=== Task input ===

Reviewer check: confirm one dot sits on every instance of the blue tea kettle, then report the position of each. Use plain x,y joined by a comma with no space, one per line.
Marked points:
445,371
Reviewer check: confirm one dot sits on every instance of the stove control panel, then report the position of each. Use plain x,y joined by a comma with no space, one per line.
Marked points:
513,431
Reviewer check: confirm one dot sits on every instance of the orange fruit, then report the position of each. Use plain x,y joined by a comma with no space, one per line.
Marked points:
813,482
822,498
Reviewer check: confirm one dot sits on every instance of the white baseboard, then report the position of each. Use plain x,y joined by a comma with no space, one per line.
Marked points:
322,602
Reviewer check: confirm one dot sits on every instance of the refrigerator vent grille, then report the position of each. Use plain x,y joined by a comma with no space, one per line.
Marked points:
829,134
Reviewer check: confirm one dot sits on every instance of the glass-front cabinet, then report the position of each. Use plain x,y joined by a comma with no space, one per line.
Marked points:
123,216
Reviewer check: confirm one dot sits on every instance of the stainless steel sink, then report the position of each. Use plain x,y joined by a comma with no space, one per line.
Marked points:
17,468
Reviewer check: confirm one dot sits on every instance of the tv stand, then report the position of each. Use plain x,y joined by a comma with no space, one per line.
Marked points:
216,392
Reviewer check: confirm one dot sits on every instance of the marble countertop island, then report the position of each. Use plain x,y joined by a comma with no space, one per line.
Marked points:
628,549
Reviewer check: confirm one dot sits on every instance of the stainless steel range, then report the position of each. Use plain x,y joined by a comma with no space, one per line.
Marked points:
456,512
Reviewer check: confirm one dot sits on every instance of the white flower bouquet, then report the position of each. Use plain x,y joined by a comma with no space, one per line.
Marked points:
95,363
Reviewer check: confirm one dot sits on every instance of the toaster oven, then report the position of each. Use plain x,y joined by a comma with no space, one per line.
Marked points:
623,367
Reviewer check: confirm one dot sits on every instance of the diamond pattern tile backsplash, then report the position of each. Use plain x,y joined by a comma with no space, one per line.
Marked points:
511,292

===

■ Exercise goal ■
Retype every entry above, word for word.

■ Answer to this problem ■
Reviewer check: confirm one dot sits on every instance of the blue tea kettle, then report the position of each. Use plain x,y joined by a comma with no space, one per line.
Marked points:
445,371
Reviewer check: confirm one dot sits on every instance of the stove control panel, then report the position of each. Use plain x,y joined by a comma with no space, one per line.
Marked points:
513,431
Reviewer check: confirm one dot sits on every instance of the orange fruit, then report the position of each. Use plain x,y joined by a comma with no space, one per line.
Marked points:
813,482
822,498
Reviewer check: confirm one dot sits on every instance of the white baseboard, then report the position of each. Use plain x,y joined by a comma with no space, one per line.
Marked points:
322,602
Reviewer check: confirm one dot sits on every instance of the refrigerator vent grille, then report the position of each. Use plain x,y joined by a comma with no space, one per line.
Marked points:
829,134
Reviewer check: confirm one dot sits on every instance of the glass-front cabinet, then report the position of each. Use plain x,y joined by a comma with no space, one per line.
Marked points:
123,216
Reviewer check: confirm one dot sits on every instance of the stainless steel sink, then report the position of each. Use plain x,y joined by a comma with no space, one per line.
Marked points:
17,468
Reviewer check: confirm one dot sits on every instance of the tv stand, then report the position of each. Use plain x,y joined by a comma with no space, one per line.
Marked points:
216,392
Reviewer check: confirm one dot sits on every instance of the marble countertop island, then report the position of each. Use plain x,y joined by a comma with no space, one per line.
Marked points:
628,549
Reviewer check: confirm one dot sits on every instance of the stainless steel range, then report the position of each. Use plain x,y joined by a comma with no space, one per line.
Marked points:
456,512
Reviewer check: confirm one dot sits on every instance of the white flower bouquet, then report the position of each. Use plain x,y joined by a comma with no space, one per line.
Marked points:
95,363
Reviewer check: confirm one dot sits on every instance of the toaster oven, then report the position of each. Use plain x,y joined by a comma with no space, one per line.
Marked points:
623,367
Reviewer check: confirm one dot sits on every instance of the diamond pattern tile backsplash, then report the position of each. Use plain x,y joined by a comma with no space, one per line.
Marked points:
511,292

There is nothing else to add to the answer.